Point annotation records
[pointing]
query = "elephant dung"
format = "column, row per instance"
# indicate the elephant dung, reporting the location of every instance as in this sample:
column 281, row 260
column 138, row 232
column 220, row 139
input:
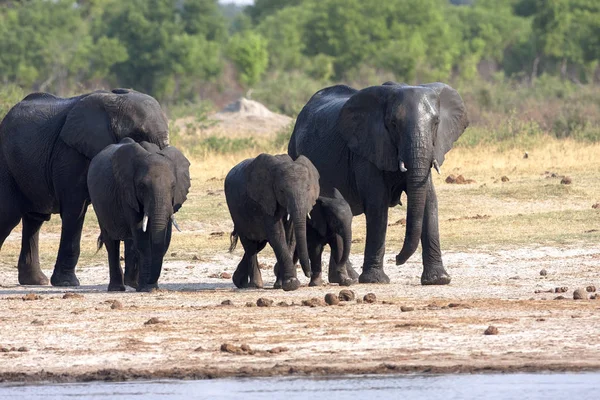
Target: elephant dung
column 264, row 302
column 370, row 298
column 579, row 294
column 346, row 295
column 566, row 181
column 72, row 295
column 31, row 296
column 314, row 302
column 332, row 299
column 491, row 330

**What is being asked:**
Write out every line of the listing above word for word, but leave the pictures out of your answer.

**The solution:**
[pointing]
query = "elephant dung"
format = "column, row per instance"
# indicate the elephant dung, reporting the location of every instance as in this sample:
column 281, row 260
column 138, row 232
column 220, row 139
input:
Target: elephant dung
column 264, row 302
column 370, row 298
column 579, row 294
column 346, row 295
column 566, row 181
column 72, row 295
column 31, row 296
column 314, row 302
column 332, row 299
column 491, row 330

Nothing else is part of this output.